** Opening Task inputs block **
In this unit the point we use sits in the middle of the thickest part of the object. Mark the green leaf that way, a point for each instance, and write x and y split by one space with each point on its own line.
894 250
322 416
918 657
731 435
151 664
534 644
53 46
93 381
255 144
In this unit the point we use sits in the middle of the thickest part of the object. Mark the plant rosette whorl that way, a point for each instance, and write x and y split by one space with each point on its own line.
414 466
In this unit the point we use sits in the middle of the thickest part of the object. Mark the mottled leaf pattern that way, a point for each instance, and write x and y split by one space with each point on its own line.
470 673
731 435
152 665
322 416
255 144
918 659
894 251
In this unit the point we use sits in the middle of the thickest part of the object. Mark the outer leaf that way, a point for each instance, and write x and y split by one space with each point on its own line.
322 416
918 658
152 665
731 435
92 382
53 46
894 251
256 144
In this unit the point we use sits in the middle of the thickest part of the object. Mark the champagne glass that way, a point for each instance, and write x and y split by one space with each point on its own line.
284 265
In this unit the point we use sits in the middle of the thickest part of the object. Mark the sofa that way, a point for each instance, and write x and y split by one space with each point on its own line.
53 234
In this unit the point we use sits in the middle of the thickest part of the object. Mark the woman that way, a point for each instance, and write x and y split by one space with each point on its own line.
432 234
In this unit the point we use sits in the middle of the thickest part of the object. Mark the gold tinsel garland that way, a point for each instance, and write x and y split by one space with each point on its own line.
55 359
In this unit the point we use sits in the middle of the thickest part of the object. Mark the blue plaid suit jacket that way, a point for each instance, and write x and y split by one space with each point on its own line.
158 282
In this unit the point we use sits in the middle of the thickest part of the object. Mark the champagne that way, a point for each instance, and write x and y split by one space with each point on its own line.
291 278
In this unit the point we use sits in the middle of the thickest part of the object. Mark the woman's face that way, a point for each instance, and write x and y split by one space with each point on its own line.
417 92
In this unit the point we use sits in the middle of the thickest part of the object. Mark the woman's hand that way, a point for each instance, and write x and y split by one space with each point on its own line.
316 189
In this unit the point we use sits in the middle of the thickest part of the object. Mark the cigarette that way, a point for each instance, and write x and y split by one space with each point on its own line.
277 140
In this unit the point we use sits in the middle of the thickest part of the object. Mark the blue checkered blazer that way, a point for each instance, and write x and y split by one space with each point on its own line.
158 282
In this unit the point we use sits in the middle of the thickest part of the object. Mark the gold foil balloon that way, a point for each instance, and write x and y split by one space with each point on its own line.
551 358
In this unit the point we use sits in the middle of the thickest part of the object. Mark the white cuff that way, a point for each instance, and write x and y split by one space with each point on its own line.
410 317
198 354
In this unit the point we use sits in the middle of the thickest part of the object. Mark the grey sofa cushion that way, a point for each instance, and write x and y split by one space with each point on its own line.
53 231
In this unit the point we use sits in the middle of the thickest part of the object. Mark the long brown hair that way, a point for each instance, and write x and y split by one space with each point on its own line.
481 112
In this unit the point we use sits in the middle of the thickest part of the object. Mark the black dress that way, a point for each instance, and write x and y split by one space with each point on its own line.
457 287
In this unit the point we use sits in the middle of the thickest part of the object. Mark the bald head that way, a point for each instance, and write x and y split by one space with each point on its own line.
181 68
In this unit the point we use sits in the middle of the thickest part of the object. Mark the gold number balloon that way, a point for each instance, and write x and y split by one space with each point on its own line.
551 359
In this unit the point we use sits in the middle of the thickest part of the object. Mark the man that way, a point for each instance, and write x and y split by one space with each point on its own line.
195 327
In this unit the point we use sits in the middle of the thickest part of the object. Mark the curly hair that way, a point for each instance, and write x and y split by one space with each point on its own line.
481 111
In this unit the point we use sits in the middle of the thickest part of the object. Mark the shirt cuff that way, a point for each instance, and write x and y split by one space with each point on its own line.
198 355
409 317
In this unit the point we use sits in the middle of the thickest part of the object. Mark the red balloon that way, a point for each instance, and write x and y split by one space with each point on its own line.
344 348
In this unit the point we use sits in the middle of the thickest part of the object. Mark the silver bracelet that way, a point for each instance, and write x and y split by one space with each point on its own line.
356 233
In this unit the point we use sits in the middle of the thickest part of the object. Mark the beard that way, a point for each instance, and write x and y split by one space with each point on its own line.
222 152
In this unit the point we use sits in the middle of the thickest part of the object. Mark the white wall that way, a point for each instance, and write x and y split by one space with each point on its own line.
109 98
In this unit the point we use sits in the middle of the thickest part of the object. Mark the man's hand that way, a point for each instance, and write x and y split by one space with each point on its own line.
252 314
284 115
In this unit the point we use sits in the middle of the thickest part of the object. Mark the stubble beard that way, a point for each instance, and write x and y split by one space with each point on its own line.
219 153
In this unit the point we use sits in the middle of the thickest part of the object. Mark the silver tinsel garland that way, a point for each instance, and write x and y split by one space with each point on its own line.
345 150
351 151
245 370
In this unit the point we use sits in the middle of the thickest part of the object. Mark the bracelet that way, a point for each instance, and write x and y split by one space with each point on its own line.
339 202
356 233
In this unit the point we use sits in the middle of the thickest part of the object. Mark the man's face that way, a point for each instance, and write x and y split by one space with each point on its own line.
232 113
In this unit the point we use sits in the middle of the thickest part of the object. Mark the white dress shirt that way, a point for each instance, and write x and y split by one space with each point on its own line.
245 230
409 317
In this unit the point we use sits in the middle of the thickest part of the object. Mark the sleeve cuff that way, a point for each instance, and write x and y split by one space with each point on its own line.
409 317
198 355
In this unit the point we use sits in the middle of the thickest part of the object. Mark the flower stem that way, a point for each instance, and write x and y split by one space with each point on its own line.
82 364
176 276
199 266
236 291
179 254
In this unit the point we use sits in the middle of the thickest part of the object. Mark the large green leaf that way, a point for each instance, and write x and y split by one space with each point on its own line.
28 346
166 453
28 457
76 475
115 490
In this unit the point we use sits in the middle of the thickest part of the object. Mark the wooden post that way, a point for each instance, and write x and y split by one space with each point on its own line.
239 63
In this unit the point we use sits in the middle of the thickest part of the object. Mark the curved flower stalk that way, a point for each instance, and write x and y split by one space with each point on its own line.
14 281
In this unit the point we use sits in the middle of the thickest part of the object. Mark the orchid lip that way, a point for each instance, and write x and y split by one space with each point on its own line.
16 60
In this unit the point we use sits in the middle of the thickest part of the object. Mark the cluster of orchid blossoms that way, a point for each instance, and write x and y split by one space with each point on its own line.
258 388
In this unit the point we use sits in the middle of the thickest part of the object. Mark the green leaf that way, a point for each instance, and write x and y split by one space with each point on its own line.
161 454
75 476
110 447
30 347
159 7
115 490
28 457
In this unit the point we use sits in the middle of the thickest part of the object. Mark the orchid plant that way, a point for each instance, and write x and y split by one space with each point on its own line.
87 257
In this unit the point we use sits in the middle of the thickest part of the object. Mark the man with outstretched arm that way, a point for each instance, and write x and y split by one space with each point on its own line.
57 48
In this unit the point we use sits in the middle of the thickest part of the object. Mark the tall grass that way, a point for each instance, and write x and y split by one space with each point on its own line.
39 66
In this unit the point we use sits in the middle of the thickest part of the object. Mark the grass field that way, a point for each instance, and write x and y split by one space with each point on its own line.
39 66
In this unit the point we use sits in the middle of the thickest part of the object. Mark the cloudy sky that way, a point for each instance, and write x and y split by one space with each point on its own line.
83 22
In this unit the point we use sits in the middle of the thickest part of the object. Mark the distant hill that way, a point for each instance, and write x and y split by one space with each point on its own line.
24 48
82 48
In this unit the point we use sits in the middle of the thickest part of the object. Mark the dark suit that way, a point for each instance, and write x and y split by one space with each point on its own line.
** Closing Task inputs block **
• _What this task involves_
In this exercise, give every record above again exactly.

• _Solution to the problem_
In this unit the point we use sits in the middle of the thickest part of the object. Mark the green leaf that way, a point for each instance, and write x and y split by one space with each point on its own line.
894 250
322 416
918 657
731 435
151 664
534 644
53 46
93 381
255 144
In this unit the point we use sits in the middle of the thickest part of the object. Mark the plant rosette whorl that way, a point for each instance, and write x and y split by one space with each point on its own line.
414 466
In this unit the point we use sits in the middle of the thickest part of the object. Mark the mottled leaf pattern that way, a point for each instance, and write x and y split by one space with each point on its own line.
470 673
731 435
152 665
322 416
255 144
918 659
894 251
In this unit the point we use sits in the middle of the thickest part of the object. Mark the outer leaf that way, a point for each instance, and write x and y split by one space with each point on its own line.
322 416
918 658
152 665
731 435
92 382
53 46
894 251
256 144
In this unit the point we use sits in the middle of the thickest part of the object. Mark the champagne glass that way, a point for each instance, and write x and y split by one space with each point on its own line.
284 265
In this unit the point we use sits in the middle of the thickest part of the object. Mark the sofa that way, a point for each instance, and write x and y split by one space with each point on its own line.
53 234
In this unit the point we use sits in the middle of the thickest part of the object. Mark the woman that way, a point for each instance, and write x and y split by one space with each point on its own line.
432 234
In this unit the point we use sits in the middle of the thickest part of the object. Mark the gold tinsel garland that way, a point for each instance, and write x and y split by one space with each point on its own line.
55 359
In this unit the point we use sits in the middle of the thickest part of the object. Mark the blue plaid suit jacket that way, a point for each instance, and write x and y split by one space with each point on its own line.
158 282
In this unit the point we use sits in the middle of the thickest part of the object. Mark the champagne that way, a point for each instance, and write x and y split by one space with each point on its own line.
291 278
In this unit the point we use sits in the middle of the thickest part of the object. Mark the woman's face that way, a point for each instance, and write x and y split by one space with each point on its own line.
417 92
In this unit the point we use sits in the middle of the thickest part of the object. Mark the woman's hand that way, a point for each instance, and write x and y split by one space with each point on its own line.
316 189
In this unit the point we use sits in the middle of the thickest part of the object. Mark the cigarette that way, a point for each instance, and write x and y split by one space with each point on its own line.
277 140
In this unit the point we use sits in the middle of the thickest part of the object. Mark the blue checkered blazer that way, a point for each instance, and write x and y split by one space with each point on its own line.
158 282
In this unit the point we use sits in the middle of the thickest part of the object. Mark the gold foil balloon that way, a point for each instance, and write x and y split by one space with each point on its own line.
551 358
In this unit the point we use sits in the middle of the thickest part of the object. Mark the white cuff that way, a point for each instance, and write x and y split by one space with each point on its own line.
410 317
198 354
In this unit the point we use sits in the middle of the thickest part of the object. Mark the grey sofa cushion that way, a point for each instance, and write x and y split by one space with each point on its own line.
53 231
In this unit the point we use sits in the middle of the thickest part of the object. Mark the long brown hair that way, a point for each instance, and write x and y split by one space with each point on its own line.
481 112
In this unit the point we use sits in the middle of the thickest part of the object. Mark the black dress that way, a point for each instance, and write x and y split by one space with each point on its own line.
457 287
In this unit the point we use sits in the middle of the thickest part of the object. Mark the bald head that way, a point for each instance, and write x and y split by one space with each point on its own line.
181 68
In this unit the point we use sits in the middle of the thickest part of the object. Mark the gold number balloon that way, a point for each instance, and write x and y split by one space with each point on its own line.
551 359
In this unit the point we use sits in the middle of the thickest part of the object. Mark the man that way, a point for each instance, and write x and y split by one space with each point on its own line.
195 327
In this unit the point we use sits in the middle of the thickest part of the object. Mark the curly hair that way, a point for each instance, and write x and y split by one space with each point on its own line.
481 111
In this unit the point we use sits in the middle of the thickest part of the object. Mark the shirt cuff that way, a point for each instance, and write x and y split by one space with each point on its own line.
198 355
409 317
In this unit the point we use sits in the middle of the thickest part of the object. Mark the red balloon that way, a point for each instance, and write x and y split by one space with each point on its own line.
344 348
In this unit the point we use sits in the middle of the thickest part of the object. Mark the silver bracelet that way, a point for each instance, and write x and y split by one space with each point on its own line.
356 233
In this unit the point we use sits in the middle of the thickest part of the object. Mark the beard that way, a point for each instance, and write x and y split by one space with each point on its own line.
222 152
In this unit the point we use sits in the middle of the thickest part of the object. Mark the white wall that way, a point for each instance, and write x and y split by one space with each point on its own line.
109 98
In this unit the point we use sits in the middle of the thickest part of the object. Mark the man's hand that way, a point for each instance, and write x and y split by one space with each point on its own line.
252 314
284 115
In this unit the point we use sits in the middle of the thickest part of the object. Mark the stubble beard that way, a point for each instance, and write x and y split by one space with each point on its own line.
219 153
In this unit the point we use sits in the middle of the thickest part of the object. Mark the silver tinsel garland that way, a point for each instance, and write x and y split by one space with each point on its own line.
345 150
351 151
245 370
In this unit the point we use sits in the middle of the thickest part of the object. Mark the bracelet that way, a point for each instance, and write x and y split by one space with each point on its own line.
339 202
356 233
In this unit the point we use sits in the middle of the thickest part of the object. Mark the man's face that way, a point for each instance, and write x and y split by one space with each point on its own line.
232 113
In this unit the point we use sits in the middle of the thickest part of the object. Mark the white dress shirt that way, a point for each instance, and write x and y split by one space with each point on its own line.
245 230
409 317
In this unit the point we use sits in the middle of the thickest part of the object. Mark the sleeve cuff that way, a point for each instance, and write x and y split by one space with each point on its own line.
409 317
198 355
In this unit the point we use sits in the middle of the thickest part of the object. Mark the flower stem that way, a point for each instance, and write x and y split by one space with each point on its own line.
82 364
176 276
199 266
236 291
179 254
In this unit the point we use sits in the middle of the thickest part of the object. Mark the large green leaf that way, a point for each instance, and write x and y split by one space with each point on its own line.
28 346
166 453
28 457
76 475
115 490
In this unit the point we use sits in the middle of the thickest part of the object. Mark the wooden post that way, a point for each instance, and write x and y split by one space with each point on its own line.
239 63
In this unit the point we use sits in the middle of the thickest part of the object. Mark the curved flower stalk that way, a point for each instance, and write x and y split by one space with each point on its own line.
14 281
In this unit the point we use sits in the middle of the thickest part of the object. Mark the orchid lip that way, a point for each instance, and write x and y split by one space with each point on its own line.
16 60
In this unit the point we use sits in the middle of the thickest part of the object. Mark the cluster of orchid blossoms that way, a point for each instance, and write x and y split by one space with each point on its own line.
258 388
In this unit the point we use sits in the middle of the thickest part of the object. Mark the green leaf that way, a point for each instance, and write x and y split by one space with each point on its own line.
161 454
75 476
110 447
30 347
159 7
115 490
28 457
In this unit the point we use sits in the middle of the thickest part of the object. Mark the orchid plant that way, a point for each instance, and write x and y split by one space with each point on its own line.
87 257
In this unit the point we use sits in the middle of the thickest part of the object. Mark the man with outstretched arm that way, a point for each instance, and write x and y split by one space with each point on its own line.
57 48
In this unit the point we use sits in the middle of the thickest part of the object. Mark the tall grass that way, a point for each instance, and write x and y split by one space with each point on its own line.
39 66
In this unit the point we use sits in the middle of the thickest part of the object. Mark the grass field that way, a point for each instance, and write x and y split by one space with each point on its own line.
39 66
In this unit the point we use sits in the middle of the thickest part of the object. Mark the cloudy sky that way, a point for each instance, and write x and y split by one space with each point on its own line.
83 22
In this unit the point we use sits in the middle of the thickest part of the object. Mark the distant hill that way, a point for each instance, and write x and y split by one space with each point on its own line.
24 48
82 48
In this unit the point we use sits in the middle of the thickest part of the object. Mark the dark suit that way, a point for each instance, and write x and y split by one space with each point on its own line.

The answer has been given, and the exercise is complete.